THE REQUEST: Quote the records from the line with "Question: For every instance of the black hiking" to the line with "[(992, 102)]", both lines included, keeping every character the same.

EXTRACTED INFORMATION:
........

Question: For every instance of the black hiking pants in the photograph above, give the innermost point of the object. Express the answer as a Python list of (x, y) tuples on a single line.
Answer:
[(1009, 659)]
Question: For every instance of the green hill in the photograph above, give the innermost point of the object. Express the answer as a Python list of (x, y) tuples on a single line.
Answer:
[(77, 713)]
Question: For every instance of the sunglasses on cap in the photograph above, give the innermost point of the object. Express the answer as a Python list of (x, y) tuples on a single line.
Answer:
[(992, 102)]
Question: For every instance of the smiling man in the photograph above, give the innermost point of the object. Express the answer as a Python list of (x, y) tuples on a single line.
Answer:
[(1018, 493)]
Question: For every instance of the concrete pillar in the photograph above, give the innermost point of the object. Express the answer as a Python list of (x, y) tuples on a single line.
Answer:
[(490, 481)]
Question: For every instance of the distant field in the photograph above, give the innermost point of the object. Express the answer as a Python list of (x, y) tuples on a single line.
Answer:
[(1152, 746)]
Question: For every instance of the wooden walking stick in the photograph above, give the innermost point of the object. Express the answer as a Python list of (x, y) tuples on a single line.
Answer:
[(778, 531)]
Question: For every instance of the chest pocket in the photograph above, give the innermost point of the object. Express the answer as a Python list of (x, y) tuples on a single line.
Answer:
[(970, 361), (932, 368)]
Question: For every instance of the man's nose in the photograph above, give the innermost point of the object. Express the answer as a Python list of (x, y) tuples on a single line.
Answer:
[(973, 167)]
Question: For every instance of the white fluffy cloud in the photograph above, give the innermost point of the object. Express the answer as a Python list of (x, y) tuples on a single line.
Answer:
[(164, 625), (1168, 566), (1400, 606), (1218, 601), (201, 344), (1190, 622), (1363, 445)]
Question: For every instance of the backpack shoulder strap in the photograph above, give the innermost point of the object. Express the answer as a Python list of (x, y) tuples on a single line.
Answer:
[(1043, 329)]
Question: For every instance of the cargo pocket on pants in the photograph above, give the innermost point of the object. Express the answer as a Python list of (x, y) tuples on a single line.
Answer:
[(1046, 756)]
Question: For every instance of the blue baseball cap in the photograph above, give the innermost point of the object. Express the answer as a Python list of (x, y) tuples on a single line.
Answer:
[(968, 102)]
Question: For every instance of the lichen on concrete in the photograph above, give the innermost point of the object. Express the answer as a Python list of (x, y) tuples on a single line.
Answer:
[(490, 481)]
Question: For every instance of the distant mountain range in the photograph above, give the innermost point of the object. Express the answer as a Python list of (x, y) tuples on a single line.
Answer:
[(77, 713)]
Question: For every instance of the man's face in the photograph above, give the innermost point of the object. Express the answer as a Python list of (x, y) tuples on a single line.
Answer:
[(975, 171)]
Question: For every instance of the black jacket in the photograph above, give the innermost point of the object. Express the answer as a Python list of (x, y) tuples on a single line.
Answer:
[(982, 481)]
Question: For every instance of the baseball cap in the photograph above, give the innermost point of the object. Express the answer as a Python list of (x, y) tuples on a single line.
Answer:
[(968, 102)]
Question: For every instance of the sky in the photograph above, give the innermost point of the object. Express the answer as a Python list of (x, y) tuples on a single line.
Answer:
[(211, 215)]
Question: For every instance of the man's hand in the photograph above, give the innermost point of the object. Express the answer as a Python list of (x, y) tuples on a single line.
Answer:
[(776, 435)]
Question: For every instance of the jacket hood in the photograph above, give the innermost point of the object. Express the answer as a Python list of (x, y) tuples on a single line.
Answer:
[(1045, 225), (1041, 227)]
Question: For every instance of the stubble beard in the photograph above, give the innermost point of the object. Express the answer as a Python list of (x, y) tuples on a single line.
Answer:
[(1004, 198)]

........

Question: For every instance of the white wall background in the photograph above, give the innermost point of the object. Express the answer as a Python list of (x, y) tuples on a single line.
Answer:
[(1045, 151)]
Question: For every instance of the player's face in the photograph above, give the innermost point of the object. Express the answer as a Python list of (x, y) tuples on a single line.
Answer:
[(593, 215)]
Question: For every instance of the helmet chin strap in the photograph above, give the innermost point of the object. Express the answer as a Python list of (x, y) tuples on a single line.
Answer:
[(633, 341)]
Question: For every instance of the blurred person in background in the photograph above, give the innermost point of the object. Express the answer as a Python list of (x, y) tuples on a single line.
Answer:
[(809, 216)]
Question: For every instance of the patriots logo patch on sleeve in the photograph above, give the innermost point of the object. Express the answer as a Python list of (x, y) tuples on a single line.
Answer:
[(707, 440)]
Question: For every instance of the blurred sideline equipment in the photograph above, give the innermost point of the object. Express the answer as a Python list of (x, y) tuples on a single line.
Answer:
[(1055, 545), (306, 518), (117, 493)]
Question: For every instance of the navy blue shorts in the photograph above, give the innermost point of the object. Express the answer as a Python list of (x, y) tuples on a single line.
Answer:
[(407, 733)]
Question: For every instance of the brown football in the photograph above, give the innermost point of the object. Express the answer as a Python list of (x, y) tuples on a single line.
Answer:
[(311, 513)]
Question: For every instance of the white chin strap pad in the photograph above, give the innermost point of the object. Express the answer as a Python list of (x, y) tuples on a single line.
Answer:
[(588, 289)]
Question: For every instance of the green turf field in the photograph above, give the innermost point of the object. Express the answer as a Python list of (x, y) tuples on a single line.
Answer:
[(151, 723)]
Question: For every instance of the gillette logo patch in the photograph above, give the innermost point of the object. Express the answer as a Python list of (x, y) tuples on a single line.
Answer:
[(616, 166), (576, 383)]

........

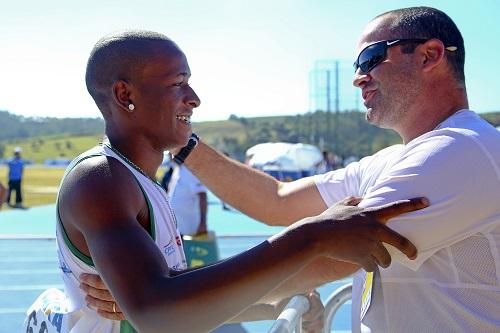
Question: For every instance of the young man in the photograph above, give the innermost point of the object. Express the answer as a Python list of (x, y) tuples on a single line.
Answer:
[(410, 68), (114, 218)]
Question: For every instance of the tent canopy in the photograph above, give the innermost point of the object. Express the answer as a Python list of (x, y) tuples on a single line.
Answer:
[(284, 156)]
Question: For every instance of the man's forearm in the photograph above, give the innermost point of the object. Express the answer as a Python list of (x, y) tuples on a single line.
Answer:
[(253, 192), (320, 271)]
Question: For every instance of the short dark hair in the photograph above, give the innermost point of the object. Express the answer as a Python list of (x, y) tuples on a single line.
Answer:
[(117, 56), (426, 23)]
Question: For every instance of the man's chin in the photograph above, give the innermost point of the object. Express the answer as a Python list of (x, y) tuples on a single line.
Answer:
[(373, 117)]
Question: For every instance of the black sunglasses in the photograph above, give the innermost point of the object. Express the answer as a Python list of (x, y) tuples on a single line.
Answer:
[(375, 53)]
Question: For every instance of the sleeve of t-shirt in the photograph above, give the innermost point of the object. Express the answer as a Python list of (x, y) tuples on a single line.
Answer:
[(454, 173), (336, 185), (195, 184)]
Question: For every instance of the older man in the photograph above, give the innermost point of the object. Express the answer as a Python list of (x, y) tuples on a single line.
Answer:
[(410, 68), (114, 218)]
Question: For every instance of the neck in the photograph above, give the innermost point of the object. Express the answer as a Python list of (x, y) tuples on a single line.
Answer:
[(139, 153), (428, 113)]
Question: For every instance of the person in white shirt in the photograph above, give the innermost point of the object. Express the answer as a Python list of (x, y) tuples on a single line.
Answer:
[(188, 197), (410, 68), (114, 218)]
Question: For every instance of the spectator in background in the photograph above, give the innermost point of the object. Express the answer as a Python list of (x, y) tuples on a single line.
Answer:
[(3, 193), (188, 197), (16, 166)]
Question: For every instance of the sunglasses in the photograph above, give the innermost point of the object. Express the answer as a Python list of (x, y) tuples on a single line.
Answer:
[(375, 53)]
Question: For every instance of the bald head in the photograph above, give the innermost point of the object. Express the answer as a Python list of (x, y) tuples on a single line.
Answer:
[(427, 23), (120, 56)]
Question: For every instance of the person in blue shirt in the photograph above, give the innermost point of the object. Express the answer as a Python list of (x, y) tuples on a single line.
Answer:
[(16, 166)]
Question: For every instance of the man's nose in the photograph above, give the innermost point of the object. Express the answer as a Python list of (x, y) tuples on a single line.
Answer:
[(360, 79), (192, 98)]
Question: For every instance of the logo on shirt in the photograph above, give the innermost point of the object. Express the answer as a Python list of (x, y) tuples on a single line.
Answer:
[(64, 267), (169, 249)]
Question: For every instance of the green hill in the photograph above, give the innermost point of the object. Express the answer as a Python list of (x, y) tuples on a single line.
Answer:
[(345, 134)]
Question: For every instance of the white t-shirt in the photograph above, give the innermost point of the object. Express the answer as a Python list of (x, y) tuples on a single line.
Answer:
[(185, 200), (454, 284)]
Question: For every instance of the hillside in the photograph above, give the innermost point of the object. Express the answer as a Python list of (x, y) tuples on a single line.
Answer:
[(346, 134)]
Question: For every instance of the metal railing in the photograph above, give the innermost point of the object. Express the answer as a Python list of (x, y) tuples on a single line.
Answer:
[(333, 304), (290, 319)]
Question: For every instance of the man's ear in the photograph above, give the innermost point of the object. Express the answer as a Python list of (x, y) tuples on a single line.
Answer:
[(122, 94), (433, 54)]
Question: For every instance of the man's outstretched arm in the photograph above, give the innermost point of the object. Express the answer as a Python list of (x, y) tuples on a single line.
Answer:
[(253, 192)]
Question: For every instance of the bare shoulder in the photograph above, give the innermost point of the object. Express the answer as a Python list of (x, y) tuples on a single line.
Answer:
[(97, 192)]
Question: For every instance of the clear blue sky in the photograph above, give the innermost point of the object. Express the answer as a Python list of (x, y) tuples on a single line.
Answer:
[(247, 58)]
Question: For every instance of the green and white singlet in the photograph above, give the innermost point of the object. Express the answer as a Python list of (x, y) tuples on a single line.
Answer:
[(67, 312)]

........

WRITTEN RESPONSE:
Question: For every instance of the black hiking pants in the photograph above, give the innermost point of the object. Express the answer as a Python list of (x, y) tuples on a single line.
Answer:
[(1009, 659)]
Question: For every instance of the green hill in the photograph above, give the innermost point of the object. Express the answer as a Python list of (x, y) tuples on a single line.
Answer:
[(77, 713)]
Question: For every instance of the sunglasses on cap in the photograph above, give the innermost point of the object. Express the answer as a Python list of (x, y) tuples on a single line.
Answer:
[(992, 102)]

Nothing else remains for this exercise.